● **What is expected**:
Copy out the records word for word, beginning at the line containing "TARGET: shed roof" and continuing through the end of the records, with both ends included. Leave the pictures out of your copy.

● **Record list**:
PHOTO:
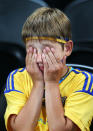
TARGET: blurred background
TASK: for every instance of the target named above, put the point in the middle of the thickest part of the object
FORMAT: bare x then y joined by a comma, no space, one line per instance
13,14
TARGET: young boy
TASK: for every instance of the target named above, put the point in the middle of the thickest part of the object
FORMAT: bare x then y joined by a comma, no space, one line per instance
47,94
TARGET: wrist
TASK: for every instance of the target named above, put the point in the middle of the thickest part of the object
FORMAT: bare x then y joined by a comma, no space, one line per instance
38,84
51,84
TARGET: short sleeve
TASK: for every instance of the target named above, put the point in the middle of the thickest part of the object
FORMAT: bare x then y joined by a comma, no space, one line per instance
79,108
14,93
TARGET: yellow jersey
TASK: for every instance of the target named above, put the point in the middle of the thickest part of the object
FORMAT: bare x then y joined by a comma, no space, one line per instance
76,87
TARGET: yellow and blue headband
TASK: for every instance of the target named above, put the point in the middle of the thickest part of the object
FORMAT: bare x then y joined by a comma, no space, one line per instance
47,38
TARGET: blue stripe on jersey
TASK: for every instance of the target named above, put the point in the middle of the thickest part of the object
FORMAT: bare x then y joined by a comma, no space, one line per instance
12,78
12,82
86,81
22,70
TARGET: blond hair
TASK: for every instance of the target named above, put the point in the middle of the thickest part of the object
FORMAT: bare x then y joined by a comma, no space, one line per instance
45,21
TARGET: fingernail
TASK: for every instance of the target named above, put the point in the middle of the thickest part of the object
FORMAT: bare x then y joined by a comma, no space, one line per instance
43,55
47,49
53,50
44,51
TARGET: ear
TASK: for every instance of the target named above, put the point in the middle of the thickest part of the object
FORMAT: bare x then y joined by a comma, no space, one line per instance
68,47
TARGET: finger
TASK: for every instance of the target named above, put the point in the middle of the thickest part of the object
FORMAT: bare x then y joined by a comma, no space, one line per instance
51,55
30,54
34,59
49,62
63,61
44,61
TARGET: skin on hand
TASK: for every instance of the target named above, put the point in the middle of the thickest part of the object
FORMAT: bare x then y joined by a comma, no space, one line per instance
32,67
53,68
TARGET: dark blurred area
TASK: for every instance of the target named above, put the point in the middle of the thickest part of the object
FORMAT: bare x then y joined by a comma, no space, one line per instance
13,14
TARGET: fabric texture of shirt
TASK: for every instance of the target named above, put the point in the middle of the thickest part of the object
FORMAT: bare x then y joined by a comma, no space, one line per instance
76,87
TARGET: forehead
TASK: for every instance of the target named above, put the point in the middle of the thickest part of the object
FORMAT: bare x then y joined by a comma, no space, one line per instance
42,43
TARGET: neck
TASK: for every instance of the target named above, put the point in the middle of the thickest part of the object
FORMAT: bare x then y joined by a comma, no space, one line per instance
65,70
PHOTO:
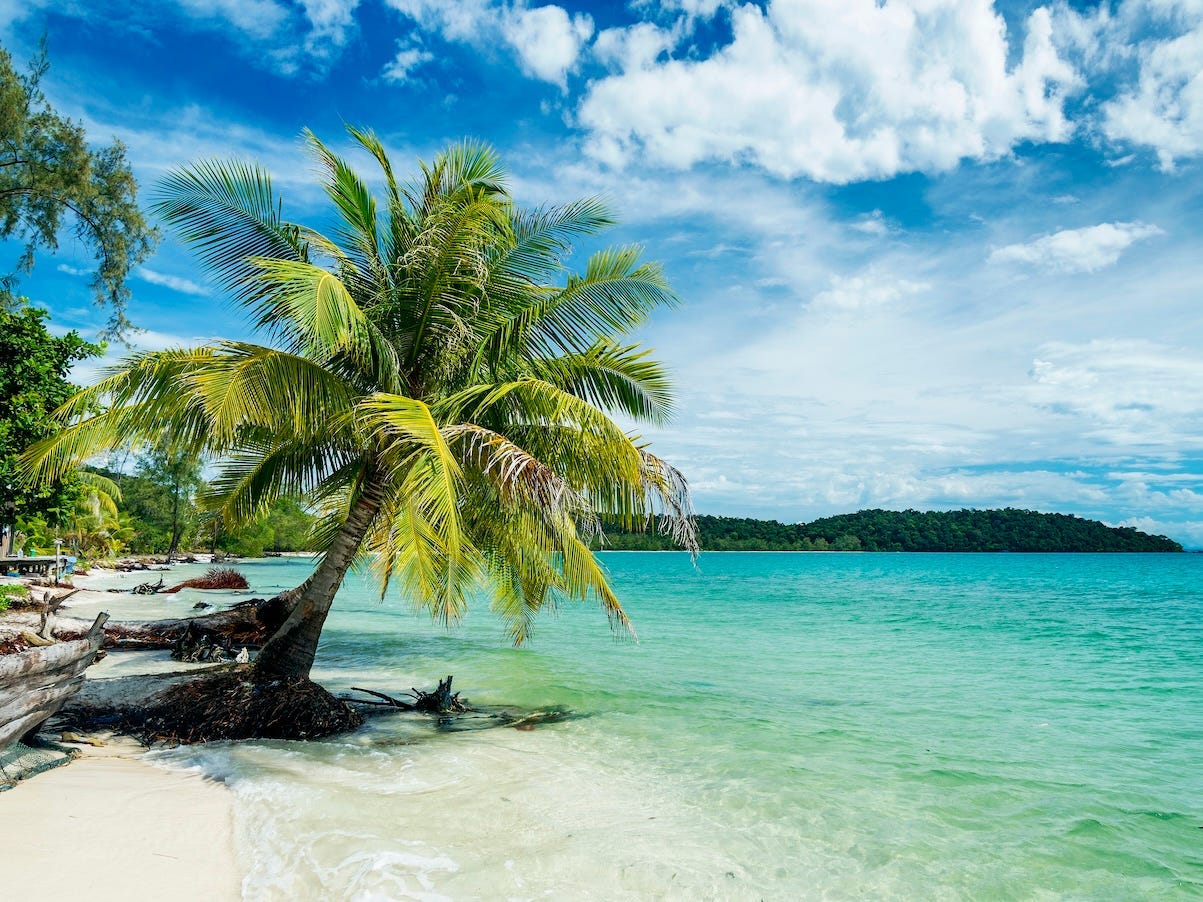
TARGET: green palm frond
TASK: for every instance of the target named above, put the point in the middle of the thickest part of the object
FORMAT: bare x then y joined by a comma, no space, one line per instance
621,378
432,375
229,212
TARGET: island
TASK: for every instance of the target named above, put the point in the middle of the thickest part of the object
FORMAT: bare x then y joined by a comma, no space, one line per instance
954,530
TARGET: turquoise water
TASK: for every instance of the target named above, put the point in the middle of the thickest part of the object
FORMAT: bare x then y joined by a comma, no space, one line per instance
788,727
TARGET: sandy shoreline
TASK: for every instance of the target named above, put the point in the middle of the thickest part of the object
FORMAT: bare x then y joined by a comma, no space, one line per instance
111,825
114,826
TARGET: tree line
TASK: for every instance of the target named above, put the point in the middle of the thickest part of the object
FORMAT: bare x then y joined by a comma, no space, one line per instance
959,530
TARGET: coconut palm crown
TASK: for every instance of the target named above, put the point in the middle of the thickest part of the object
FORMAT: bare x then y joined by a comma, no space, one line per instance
433,381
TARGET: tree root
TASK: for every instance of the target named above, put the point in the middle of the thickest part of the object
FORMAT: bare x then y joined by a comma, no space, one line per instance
238,704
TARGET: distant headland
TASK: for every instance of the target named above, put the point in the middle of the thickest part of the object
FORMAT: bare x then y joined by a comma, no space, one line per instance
958,530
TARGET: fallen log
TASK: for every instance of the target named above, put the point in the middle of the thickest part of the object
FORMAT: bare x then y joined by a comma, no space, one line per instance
440,701
248,623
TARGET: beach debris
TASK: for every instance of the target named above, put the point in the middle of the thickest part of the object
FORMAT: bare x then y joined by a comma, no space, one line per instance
197,646
238,704
440,701
217,577
69,736
247,623
31,639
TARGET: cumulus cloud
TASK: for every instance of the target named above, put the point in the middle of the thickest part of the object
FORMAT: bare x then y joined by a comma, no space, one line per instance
872,224
1077,250
402,66
176,283
1125,391
546,41
841,90
860,292
1144,59
635,47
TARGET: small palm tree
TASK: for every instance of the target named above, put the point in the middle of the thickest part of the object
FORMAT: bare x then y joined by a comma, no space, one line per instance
436,385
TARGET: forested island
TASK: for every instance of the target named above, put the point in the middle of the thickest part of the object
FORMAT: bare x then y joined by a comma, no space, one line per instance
961,530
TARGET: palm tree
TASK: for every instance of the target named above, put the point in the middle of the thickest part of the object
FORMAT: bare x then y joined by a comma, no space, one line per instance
434,383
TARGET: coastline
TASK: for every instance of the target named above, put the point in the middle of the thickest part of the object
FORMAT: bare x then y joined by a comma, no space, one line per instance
112,825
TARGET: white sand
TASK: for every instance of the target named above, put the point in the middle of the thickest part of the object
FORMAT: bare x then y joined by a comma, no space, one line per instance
113,826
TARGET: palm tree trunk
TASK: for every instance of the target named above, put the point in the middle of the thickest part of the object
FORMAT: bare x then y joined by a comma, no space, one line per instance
289,653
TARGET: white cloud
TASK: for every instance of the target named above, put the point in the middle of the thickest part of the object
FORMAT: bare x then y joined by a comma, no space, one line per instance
258,18
1123,391
861,292
872,224
331,21
402,66
176,283
1077,250
635,47
546,40
1145,61
841,90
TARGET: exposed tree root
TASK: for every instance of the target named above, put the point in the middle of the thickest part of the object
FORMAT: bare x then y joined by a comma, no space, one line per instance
238,704
440,701
248,623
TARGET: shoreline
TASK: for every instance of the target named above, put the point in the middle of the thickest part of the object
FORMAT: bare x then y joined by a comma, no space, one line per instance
124,828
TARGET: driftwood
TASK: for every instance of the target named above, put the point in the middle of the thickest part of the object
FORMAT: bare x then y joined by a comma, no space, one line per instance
199,647
215,577
440,701
35,683
445,705
51,605
248,623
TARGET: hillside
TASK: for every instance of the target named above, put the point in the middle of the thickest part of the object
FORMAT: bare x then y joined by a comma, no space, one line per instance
964,530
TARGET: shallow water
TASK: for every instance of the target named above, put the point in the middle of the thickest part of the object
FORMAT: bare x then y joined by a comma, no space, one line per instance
788,727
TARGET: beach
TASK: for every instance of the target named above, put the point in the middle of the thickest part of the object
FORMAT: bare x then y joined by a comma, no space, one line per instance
789,727
112,826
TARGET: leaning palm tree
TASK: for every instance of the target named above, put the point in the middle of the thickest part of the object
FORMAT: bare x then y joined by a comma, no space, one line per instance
433,381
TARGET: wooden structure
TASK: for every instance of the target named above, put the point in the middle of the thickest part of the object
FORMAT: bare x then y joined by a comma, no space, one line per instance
40,565
35,683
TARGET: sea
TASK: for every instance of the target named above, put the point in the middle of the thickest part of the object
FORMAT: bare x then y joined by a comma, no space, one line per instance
787,727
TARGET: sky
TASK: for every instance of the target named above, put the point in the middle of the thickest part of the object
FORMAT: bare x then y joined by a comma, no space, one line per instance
931,254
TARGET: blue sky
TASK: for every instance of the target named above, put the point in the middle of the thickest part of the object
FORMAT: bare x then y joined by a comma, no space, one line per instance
931,254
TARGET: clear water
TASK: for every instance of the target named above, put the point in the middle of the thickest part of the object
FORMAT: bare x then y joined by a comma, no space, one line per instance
788,727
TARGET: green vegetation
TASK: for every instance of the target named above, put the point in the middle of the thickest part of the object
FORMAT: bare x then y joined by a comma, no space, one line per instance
149,517
439,386
979,530
33,383
49,174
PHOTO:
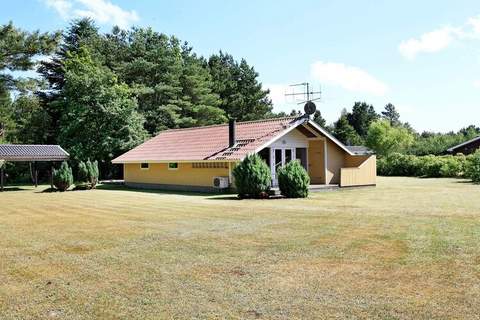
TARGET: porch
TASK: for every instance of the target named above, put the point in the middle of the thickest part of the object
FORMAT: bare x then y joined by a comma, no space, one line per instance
328,164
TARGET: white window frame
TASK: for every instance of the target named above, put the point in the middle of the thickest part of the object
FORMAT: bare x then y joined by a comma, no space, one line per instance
168,166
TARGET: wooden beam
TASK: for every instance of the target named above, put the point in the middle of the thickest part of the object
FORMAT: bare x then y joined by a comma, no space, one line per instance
1,178
51,176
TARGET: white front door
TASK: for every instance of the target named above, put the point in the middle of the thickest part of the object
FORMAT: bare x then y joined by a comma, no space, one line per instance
278,158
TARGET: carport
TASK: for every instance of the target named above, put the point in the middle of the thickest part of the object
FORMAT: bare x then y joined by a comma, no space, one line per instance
31,154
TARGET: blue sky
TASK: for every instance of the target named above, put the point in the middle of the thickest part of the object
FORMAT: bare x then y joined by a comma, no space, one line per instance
422,56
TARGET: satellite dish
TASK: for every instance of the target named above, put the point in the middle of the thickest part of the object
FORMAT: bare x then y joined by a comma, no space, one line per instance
310,108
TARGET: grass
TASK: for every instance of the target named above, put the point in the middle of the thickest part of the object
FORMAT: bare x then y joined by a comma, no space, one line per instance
407,249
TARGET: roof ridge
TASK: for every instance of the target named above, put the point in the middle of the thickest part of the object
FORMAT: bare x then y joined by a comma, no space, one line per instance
226,124
29,145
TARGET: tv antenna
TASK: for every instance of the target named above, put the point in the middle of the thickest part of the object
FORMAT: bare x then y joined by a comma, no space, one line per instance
309,107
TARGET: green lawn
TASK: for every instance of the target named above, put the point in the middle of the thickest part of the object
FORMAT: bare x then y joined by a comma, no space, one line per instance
407,249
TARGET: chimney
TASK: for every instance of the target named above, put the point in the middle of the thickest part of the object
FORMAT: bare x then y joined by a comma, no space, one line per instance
231,132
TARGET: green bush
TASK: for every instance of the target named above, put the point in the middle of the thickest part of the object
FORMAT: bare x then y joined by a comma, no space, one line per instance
453,166
63,177
93,173
293,180
82,173
473,167
252,177
430,166
397,164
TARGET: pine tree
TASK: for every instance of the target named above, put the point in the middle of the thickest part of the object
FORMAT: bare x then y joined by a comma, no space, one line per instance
200,106
242,96
344,132
361,117
391,114
100,119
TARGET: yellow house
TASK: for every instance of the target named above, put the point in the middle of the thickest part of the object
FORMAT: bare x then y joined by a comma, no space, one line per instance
202,158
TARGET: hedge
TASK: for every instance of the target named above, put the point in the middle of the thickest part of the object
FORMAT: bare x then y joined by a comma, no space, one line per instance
449,166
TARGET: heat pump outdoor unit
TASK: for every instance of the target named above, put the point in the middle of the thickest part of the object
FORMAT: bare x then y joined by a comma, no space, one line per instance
220,182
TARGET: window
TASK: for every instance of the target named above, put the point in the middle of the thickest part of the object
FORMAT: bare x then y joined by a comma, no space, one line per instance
301,154
210,165
288,155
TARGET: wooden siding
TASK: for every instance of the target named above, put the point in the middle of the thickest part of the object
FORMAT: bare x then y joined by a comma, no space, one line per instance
316,158
335,162
361,175
158,173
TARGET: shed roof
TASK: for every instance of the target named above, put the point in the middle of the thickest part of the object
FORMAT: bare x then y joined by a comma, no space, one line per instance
360,150
211,142
29,152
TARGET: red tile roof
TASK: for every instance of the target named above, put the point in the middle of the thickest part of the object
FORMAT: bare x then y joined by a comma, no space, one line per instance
34,152
209,143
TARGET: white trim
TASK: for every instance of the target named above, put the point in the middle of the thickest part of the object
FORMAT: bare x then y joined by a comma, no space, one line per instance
173,169
284,132
168,161
325,158
328,135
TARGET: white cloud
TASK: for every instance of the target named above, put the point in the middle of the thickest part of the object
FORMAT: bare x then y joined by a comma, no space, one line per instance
62,7
440,39
102,11
428,42
277,93
348,77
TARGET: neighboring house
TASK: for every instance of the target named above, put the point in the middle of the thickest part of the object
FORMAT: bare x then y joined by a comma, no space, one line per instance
191,158
467,147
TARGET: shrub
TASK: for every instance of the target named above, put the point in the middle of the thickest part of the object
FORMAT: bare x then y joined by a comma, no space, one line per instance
252,177
63,177
398,164
473,167
293,180
93,173
452,166
82,174
430,166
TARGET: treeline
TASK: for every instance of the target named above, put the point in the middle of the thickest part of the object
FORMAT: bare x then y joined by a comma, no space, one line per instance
385,133
100,94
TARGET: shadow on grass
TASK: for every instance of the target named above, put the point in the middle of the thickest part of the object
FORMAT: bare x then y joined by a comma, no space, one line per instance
467,182
8,189
116,187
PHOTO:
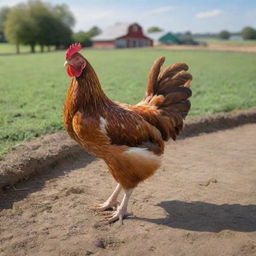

● **Full solution**:
TARGET: shed roof
TASK: for every instance of the target named above, put the point in the middle of the thickest part of the object
FORMAT: bare x then y joined by a comma, no space, one line per instance
360,150
211,142
29,152
TARGET: red tile roof
TASK: for every instance of the target named above, put the point in the middle of the thickest part of the object
FORMAT: bare x then y joined by a comma, no space, one line per instance
34,152
209,143
TARGET: white trim
TASK: for every instance of the target named above, put the point in the middle of the thickest part of the object
FORMAT: bare x then y joined by a comma, no space, one line per instance
173,169
284,132
168,161
325,158
328,135
TARGET: white cloud
TASK: for every instance of the target named above, put the point in the middle of the thickest part of the object
FORMAT: bare x then y joined by a comma, no space, one line per instance
62,7
440,39
102,11
428,42
277,93
348,77
TARGET: neighboring house
TASK: for every instance of the target named above, put the point in the middle of the thickest part of the object
FORMAT: bare x then y joined by a comma, no space, one line per instance
191,158
467,147
TARGET: shrub
TASK: for every instance of the target named above, put the point in the middle of the thickest part of the object
FORMAT: bare x then y joined by a comma, no space, one line per instance
252,177
63,177
398,164
473,167
293,180
93,173
452,166
82,174
430,166
TARGET: treeline
TASK: for every instance of the target named above, put the point in the middle of the thickest part of the object
FORMAT: bare x then y joined by a comma, no space, one line per instance
385,133
100,94
TARGET: shadow on grass
TASK: for every instance of the target named above, put the point in the middle of the thickest part of the object
FORMAT: bare x then y joined by a comma, no space, one line per instance
467,182
8,189
116,187
PHOTO:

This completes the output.